> **AIM OF THE TASK**
Restate all the data word for word and omit the pictures.

> **MATERIAL FOR THE TASK**
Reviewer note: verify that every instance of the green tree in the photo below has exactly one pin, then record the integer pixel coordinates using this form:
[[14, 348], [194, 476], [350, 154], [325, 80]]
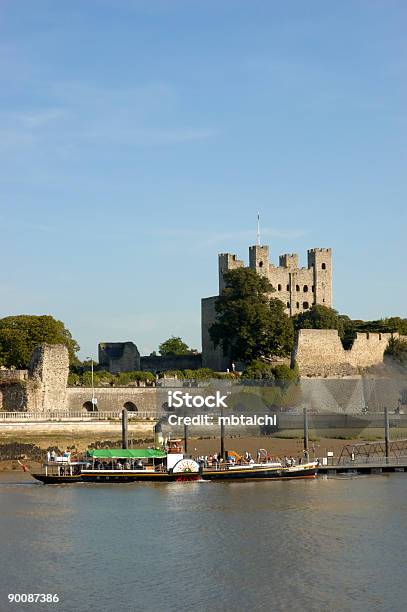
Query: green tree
[[174, 346], [397, 349], [250, 325], [19, 335]]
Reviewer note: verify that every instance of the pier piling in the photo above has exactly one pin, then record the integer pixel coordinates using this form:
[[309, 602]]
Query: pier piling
[[387, 434], [306, 452], [125, 429]]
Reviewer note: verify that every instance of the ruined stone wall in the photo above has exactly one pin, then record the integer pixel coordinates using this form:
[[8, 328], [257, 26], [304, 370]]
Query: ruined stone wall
[[48, 375], [111, 399], [211, 357], [298, 288], [160, 363], [119, 356], [319, 352]]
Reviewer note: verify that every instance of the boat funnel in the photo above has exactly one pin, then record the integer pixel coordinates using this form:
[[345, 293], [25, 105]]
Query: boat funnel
[[158, 435]]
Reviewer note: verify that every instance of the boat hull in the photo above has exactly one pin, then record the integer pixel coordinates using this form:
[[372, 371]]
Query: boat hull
[[232, 474], [55, 479], [261, 473]]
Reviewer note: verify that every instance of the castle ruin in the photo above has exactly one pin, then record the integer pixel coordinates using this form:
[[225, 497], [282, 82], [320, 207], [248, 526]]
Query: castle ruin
[[298, 289]]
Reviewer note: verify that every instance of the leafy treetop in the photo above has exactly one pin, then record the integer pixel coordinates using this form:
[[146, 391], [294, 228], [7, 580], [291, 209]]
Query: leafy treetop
[[174, 346], [19, 335]]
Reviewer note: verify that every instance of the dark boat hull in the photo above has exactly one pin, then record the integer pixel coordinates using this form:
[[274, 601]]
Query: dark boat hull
[[259, 474], [110, 477], [54, 479]]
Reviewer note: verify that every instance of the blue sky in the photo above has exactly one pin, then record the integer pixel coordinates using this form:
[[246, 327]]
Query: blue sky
[[138, 139]]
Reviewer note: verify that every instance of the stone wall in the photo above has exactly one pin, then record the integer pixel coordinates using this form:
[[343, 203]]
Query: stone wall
[[319, 352], [48, 370], [212, 357], [112, 398], [297, 287], [160, 363], [119, 356]]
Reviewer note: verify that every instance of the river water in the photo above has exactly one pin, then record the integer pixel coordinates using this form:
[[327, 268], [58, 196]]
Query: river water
[[325, 544]]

> **FINISHED TASK**
Reviewer note: verify that every instance of the green tree in the photo below has exactly one pin, then record the integer pixel coordinates using this form:
[[14, 348], [194, 476], [350, 154], [325, 80]]
Query: green tree
[[174, 346], [397, 349], [250, 325], [19, 335]]
Reviewer note: verify that every instance of the pier piling in the photo above has exactly one pin, then record the integer pixel coordinates using this form:
[[309, 602]]
Query: pier piling
[[387, 434], [306, 452], [125, 429]]
Reviewer note: verify that every instance of the ruined stone wall in the photo above has exactly one pin, then record the integer pixel coordinates using this form:
[[8, 328], [257, 26], [304, 370]]
Query: ruined stone wall
[[48, 375], [111, 399], [211, 357], [298, 288], [160, 363], [119, 356], [319, 352]]
Reviewer note: verify that every instance of the boat funnel in the photo above has exactly one pin, then record the integer pixel coordinates using this form:
[[345, 293], [25, 105]]
Query: boat funnel
[[158, 435]]
Reviewer note: verify that every instance of the boat hull in the photo above has exactly one pin, then record the integer pixel coordinates using this form:
[[372, 371]]
Query: boat hull
[[232, 474], [55, 479], [261, 473]]
Reviewer note: verify that every instance of the castle ruin in the photo above has exactly one pin, then record the integer pixel coordinates using this form:
[[225, 497], [282, 82], [320, 207], [248, 526]]
Query: castle ruin
[[298, 289]]
Reviewer note: verify that every instance of the leafy treetop in the photo above has exactly one pin, then record the integer pixel coordinates using this form:
[[146, 391], [294, 228], [7, 580], [291, 209]]
Query: leafy treetop
[[174, 346], [19, 335]]
Reviewer note: verify that every instance of the dark boat hull in the photo above has exactly one pin, then record the integer pixel coordinates using this form:
[[274, 601]]
Query: dark boat hull
[[259, 474], [110, 477], [54, 479]]
Reviewer note: verify that every instance of the blue sky in the photo above has exactly one pin, then record the integer pixel coordinates using this form:
[[246, 327]]
Query: blue sky
[[138, 139]]
Reviewer note: verify that every instance of the stone wall in the photo above has exactly one pin, then record the integer pixel coordinates using this form:
[[343, 203]]
Query: stone wall
[[319, 352], [48, 370], [212, 357], [112, 398], [297, 287], [160, 363], [119, 356]]
Reviewer note: verify that every instance of the river water in the photo above has exactly one pin, then record the integer pixel coordinates using this form:
[[327, 268], [58, 196]]
Query: river water
[[325, 544]]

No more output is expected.